- _What you should do_:
Pull every line of the data below, word for word, into your answer, and leave out the pictures.

Dataset records:
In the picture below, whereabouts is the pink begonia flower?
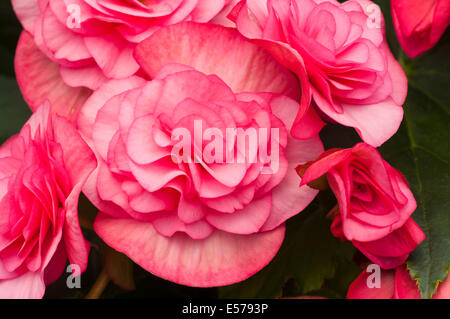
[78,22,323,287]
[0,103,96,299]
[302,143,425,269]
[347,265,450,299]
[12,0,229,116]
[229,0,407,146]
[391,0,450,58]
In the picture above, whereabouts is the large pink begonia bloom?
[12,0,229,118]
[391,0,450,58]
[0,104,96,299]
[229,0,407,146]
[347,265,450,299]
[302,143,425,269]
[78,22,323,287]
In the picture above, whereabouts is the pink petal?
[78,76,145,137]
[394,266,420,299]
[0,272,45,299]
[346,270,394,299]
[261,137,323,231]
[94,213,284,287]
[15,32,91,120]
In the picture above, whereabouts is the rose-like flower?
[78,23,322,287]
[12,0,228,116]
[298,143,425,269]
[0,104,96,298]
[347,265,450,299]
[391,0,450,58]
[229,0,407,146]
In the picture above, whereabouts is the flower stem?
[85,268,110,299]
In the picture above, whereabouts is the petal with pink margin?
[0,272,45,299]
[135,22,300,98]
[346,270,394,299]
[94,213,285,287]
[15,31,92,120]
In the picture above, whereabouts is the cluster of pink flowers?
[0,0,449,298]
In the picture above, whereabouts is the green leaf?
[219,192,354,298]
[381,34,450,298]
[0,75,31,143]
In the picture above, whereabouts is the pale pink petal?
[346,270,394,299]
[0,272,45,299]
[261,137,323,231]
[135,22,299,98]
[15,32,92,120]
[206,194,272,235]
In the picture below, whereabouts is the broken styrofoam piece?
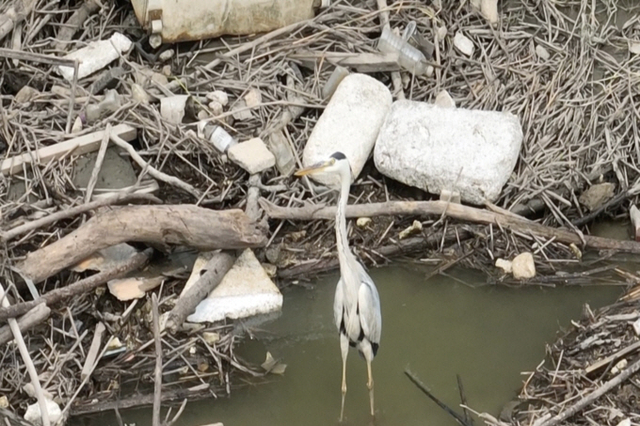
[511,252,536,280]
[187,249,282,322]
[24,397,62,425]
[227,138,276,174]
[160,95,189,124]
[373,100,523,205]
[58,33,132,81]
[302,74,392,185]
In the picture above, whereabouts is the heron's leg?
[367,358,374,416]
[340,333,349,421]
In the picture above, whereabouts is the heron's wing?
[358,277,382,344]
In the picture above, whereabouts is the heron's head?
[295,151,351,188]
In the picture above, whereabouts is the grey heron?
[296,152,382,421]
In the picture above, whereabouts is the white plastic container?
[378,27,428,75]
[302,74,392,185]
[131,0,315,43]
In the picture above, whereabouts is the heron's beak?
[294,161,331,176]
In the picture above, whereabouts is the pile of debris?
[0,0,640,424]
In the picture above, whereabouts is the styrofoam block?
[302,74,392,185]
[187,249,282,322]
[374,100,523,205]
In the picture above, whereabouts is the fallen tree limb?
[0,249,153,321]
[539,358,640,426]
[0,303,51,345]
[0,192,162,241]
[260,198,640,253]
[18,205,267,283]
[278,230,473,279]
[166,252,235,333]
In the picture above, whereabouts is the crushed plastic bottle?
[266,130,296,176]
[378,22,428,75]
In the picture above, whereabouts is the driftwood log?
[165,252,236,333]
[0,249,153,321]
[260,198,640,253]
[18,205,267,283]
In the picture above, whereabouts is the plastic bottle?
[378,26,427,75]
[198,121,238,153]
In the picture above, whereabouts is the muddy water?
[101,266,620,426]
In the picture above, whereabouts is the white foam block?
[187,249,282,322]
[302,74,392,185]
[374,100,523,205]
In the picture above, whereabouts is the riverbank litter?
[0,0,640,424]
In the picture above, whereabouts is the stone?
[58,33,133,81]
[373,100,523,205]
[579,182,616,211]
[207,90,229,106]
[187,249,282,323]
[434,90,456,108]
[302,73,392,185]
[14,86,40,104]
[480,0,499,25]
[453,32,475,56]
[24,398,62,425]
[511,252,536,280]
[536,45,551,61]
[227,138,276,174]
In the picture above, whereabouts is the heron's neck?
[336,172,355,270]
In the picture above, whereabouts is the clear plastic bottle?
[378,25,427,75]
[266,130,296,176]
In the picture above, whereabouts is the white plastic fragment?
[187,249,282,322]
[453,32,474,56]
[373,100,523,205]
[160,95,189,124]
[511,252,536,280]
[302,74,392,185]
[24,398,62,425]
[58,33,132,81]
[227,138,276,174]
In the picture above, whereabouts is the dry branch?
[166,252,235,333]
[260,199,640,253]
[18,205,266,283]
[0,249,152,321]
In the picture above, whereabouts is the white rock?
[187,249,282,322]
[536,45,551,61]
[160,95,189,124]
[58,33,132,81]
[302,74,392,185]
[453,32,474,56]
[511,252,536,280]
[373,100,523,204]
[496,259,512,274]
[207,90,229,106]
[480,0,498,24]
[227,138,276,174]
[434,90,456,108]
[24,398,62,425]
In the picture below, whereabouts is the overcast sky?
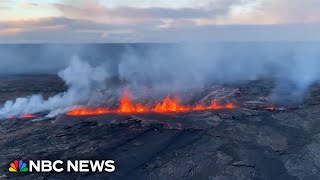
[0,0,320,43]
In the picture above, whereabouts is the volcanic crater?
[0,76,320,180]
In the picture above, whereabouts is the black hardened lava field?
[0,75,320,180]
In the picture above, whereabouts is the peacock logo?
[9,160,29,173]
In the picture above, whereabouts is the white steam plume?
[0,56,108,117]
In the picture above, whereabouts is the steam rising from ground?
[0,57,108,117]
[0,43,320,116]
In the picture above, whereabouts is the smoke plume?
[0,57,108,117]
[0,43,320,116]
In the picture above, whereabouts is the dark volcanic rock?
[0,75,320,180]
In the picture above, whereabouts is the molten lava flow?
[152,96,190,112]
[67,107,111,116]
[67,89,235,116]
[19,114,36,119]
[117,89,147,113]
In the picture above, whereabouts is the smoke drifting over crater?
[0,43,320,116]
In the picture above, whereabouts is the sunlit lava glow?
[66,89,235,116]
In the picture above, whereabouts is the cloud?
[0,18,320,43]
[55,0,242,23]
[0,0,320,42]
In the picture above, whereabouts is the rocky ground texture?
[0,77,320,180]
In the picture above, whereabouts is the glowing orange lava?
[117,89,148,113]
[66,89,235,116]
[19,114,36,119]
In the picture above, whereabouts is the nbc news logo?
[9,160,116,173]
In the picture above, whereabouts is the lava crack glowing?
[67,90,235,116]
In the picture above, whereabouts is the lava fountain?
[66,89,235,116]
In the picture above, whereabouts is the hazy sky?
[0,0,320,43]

- _Exercise solution_:
In the picture below, whereabouts is the pink begonia flower?
[78,22,323,287]
[0,103,96,299]
[302,143,425,269]
[347,265,450,299]
[12,0,229,116]
[229,0,407,146]
[391,0,450,58]
In the picture above, whereabouts is the large pink begonia bloom?
[12,0,229,118]
[391,0,450,58]
[0,104,96,299]
[229,0,407,146]
[347,265,450,299]
[302,143,425,269]
[78,22,323,287]
In the picture above, whereabouts is the pink petal?
[78,76,145,137]
[394,266,420,299]
[0,272,45,299]
[346,270,394,299]
[261,137,323,231]
[94,213,284,287]
[15,32,91,120]
In the picture above, whereabouts is the rose-like flower?
[78,23,322,287]
[12,0,228,116]
[298,143,425,269]
[0,104,96,298]
[347,265,450,299]
[391,0,450,58]
[229,0,407,146]
In the picture above, whereabouts is the flower stem?
[85,268,110,299]
In the picture above, whereabouts is the petal with pink margin?
[0,272,45,299]
[135,22,300,98]
[346,270,394,299]
[94,213,285,287]
[15,31,92,120]
In the picture above, whereabouts is the cluster of pink flowers?
[0,0,449,298]
In the picture above, whereabouts is the green leaf?
[219,192,354,298]
[381,34,450,298]
[0,75,31,143]
In the picture above, whereabouts is the pale pink petal?
[346,270,394,299]
[0,272,45,299]
[261,137,323,231]
[135,22,299,98]
[15,32,92,120]
[206,194,272,235]
In the picture below, whereabouts is the broken styrofoam piece?
[511,252,536,280]
[187,249,282,322]
[24,397,62,425]
[227,138,276,174]
[160,95,189,124]
[373,100,523,205]
[58,33,132,81]
[302,74,392,185]
In the picture above, whereabouts is the heron's leg?
[367,358,374,416]
[340,333,349,421]
In the picture above, whereabouts is the heron's wing?
[358,277,382,344]
In the picture above, whereabouts is the heron's head?
[295,151,351,188]
In the picture above, whereabouts is the grey heron?
[296,152,382,421]
In the picture above, whereabouts is the white plastic container?
[378,27,428,75]
[302,74,392,185]
[131,0,315,43]
In the picture above, whereabouts is the heron's beak?
[294,161,331,176]
In the picture above, whereabouts is the pile of debris?
[0,0,640,424]
In the picture above, whereabouts is the styrofoam block?
[302,74,392,185]
[187,249,282,322]
[374,100,523,205]
In the picture above, whereabouts is the fallen tree limb?
[0,249,153,321]
[539,358,640,426]
[0,303,51,345]
[0,192,162,241]
[260,198,640,253]
[18,205,267,283]
[278,230,473,279]
[166,252,235,333]
In the picture above, whereabouts is the crushed plastic bottle?
[266,130,296,176]
[378,22,428,75]
In the picture above, whereabouts is the driftwood log?
[165,252,236,333]
[0,249,153,321]
[260,198,640,253]
[18,205,267,283]
In the picture above, whereabouts is the plastic bottle?
[378,26,427,75]
[198,121,238,153]
In the picture above, whereabouts is the muddy water?
[101,266,620,426]
In the picture above, whereabouts is the white foam block?
[187,249,282,322]
[302,74,392,185]
[374,100,523,205]
In the picture above, whereabouts is the riverbank litter?
[0,0,640,424]
In the picture above, whereabouts is the stone?
[58,33,133,81]
[373,100,523,205]
[579,182,616,211]
[207,90,229,106]
[187,249,282,323]
[434,90,456,108]
[302,73,392,185]
[14,86,40,104]
[480,0,499,25]
[453,32,475,56]
[24,398,62,425]
[511,252,536,280]
[536,45,551,61]
[227,138,276,174]
In the picture above, whereabouts is the heron's neck?
[336,172,355,270]
In the picture above, whereabouts is the clear plastic bottle?
[378,25,427,75]
[266,130,296,176]
In the picture above, whereabouts is the white plastic fragment?
[187,249,282,322]
[453,32,474,56]
[373,100,523,205]
[160,95,189,124]
[511,252,536,280]
[302,74,392,185]
[24,398,62,425]
[58,33,132,81]
[227,138,276,174]
In the picture above, whereabouts is the dry branch?
[166,252,235,333]
[260,199,640,253]
[18,205,266,283]
[0,249,152,321]
In the picture above, whereabouts is the white rock?
[187,249,282,322]
[536,45,551,61]
[160,95,189,124]
[58,33,132,81]
[302,74,392,185]
[453,32,474,56]
[511,252,536,280]
[373,100,523,204]
[496,259,512,274]
[207,90,229,106]
[480,0,498,24]
[227,138,276,174]
[434,90,456,108]
[24,398,62,425]
In the picture below, whereabouts is the overcast sky?
[0,0,320,43]
In the picture above, whereabouts is the volcanic crater?
[0,76,320,180]
In the picture above, whereabouts is the black hardened lava field?
[0,75,320,180]
In the picture above, whereabouts is the peacock logo?
[9,160,29,173]
In the picture above, whereabouts is the white steam plume?
[0,56,108,117]
In the picture above, whereabouts is the steam rising from ground?
[0,57,108,117]
[0,43,320,116]
In the picture above, whereabouts is the smoke plume?
[0,57,108,117]
[0,43,320,116]
In the picture above, whereabouts is the dark volcanic rock?
[0,75,320,180]
In the picture above, whereabouts is the molten lava flow?
[152,96,190,112]
[67,107,111,116]
[67,89,235,116]
[19,114,36,119]
[117,89,147,113]
In the picture above, whereabouts is the smoke drifting over crater?
[0,43,320,116]
In the picture above, whereabouts is the sunlit lava glow?
[66,89,235,116]
In the picture above, whereabouts is the cloud?
[0,18,320,43]
[55,0,242,23]
[0,0,320,42]
In the picture above, whereabouts is the rocky ground texture?
[0,77,320,180]
In the picture above, whereabouts is the glowing orange lava?
[117,89,148,113]
[66,89,235,116]
[19,114,36,119]
In the picture above, whereabouts is the nbc news logo?
[9,160,116,173]
In the picture above, whereabouts is the lava crack glowing?
[67,90,235,116]
In the picture above, whereabouts is the lava fountain?
[66,89,235,116]
In the picture above, whereabouts is the hazy sky?
[0,0,320,43]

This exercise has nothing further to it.